- _What the exercise asks_:
Edit the passage on Menand's review of The Program Era: give again the part that opens with the words containing "There's a great" and closes with "in the form...", with "anxiety" replaced by "unease".

- _Passage shown_:
□ □ □
There's a great piece by Louis Menand in the latest New Yorker, a review of The Program Era by Mark McGurl. The Program Era examines the rise of the creative writing programme in American universities and its effect on the literature of the past few decades. It's interesting enough as it is, but I think a couple of the points made are relevant to minimal – minimal techno, microhouse etc – that it perhaps locates an anxiety buried deep in the form...
The creative writing programme, Menand explains, is premissed on the idea that the production of literary fiction can be taught, and its main tool is the workshop. In the workshop, a group of students share and discuss each other's work, led by a tutor (ie a published author), with the theoretical result being that submitting to this group-crit will improve each writer's work. (There's a longer explanatory quote at the end of the post).
Example: Raymond Carver is a product of these workshops. His career, Menand writes, 'constitutes a virtual tour d’horizon of the creative-writing scene.' (See end quote 2).
Did the workshops have an effect on Carver's writing? Yes, says Menand, and McGurl's argument in The Program Era is that Carver's writing can be understood not as something 'honed' in a generalized way by group-crit, but... as a style specifically tailored to survive the scene of the workshop. Menand:
The form of a Carver short story—ostentatiously brief, emotionally hyper-defended—expresses something. McGurl thinks that the style represents the “aestheticization of shame, a mode of self-retraction.” Literary minimalism like Carver’s—McGurl calls it “lower-middle-class modernism”—is a means of reducing the risk of embarrassing oneself, and is one way that students from working-class backgrounds, like Carver (he was from Oregon, where his father was a sawmill worker), deal with the highbrow world of the academy.So Carver's minimalism was an evasion strategy as much as anything. As a response to the workshop experience and its pack of benign pedants, misreaders, projectionists, Carver develops a style which offers the smallest possible target for his fellow workshoppers. (Of course what looks like an absence of style or an 'anti-'style is no less a style itself, but this is something people often find hard to grasp... the idea that style and content are separable has a limpet-like tenacity, 'style' continues to be characterized as excess and so Carver, by stealth, could slip through the net of nitpicking methodological critique).
□ □ □
[Point-per-instance localization data]
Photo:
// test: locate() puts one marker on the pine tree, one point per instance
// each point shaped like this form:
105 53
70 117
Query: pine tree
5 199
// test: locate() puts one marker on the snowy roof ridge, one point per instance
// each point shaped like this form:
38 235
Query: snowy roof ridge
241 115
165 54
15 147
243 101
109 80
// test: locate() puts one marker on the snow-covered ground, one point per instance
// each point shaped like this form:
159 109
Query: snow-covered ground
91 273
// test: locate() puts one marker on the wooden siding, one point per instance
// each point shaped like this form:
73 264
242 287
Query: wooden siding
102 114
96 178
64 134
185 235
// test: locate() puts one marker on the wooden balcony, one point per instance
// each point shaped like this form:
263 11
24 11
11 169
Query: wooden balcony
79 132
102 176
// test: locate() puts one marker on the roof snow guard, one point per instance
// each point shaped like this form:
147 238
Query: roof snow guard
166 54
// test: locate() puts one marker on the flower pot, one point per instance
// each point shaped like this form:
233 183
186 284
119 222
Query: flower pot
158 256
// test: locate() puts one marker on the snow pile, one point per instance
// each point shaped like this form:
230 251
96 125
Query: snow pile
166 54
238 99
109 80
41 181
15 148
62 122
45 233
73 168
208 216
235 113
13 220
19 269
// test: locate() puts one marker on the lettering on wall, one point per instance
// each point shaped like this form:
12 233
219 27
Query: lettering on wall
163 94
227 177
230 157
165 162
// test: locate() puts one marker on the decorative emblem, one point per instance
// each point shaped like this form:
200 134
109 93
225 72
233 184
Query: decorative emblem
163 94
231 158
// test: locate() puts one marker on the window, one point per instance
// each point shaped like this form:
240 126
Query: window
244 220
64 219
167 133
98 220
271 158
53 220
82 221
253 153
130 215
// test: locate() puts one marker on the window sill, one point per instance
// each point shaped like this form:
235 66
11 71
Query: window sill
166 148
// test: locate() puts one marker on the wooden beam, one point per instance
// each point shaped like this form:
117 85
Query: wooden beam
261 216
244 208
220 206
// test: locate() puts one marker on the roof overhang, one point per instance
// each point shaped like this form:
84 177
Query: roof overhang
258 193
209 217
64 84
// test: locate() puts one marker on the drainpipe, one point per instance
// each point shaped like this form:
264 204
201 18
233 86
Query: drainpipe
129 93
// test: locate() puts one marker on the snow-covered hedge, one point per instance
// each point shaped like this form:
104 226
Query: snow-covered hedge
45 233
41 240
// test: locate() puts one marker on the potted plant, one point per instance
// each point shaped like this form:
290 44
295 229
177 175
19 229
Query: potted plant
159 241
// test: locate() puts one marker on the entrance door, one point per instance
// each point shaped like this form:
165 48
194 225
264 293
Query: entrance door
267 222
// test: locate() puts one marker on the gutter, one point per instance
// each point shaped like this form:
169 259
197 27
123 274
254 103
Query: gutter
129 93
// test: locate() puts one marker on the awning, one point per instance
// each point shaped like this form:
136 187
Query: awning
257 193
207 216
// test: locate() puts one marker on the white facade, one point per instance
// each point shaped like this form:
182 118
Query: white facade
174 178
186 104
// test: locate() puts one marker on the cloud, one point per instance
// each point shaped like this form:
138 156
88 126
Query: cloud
□ □ □
- _Reply to the exercise_:
There's a great piece by Louis Menand in the latest New Yorker, a review of The Program Era by Mark McGurl. The Program Era examines the rise of the creative writing programme in American universities and its effect on the literature of the past few decades. It's interesting enough as it is, but I think a couple of the points made are relevant to minimal – minimal techno, microhouse etc – that it perhaps locates an unease buried deep in the form...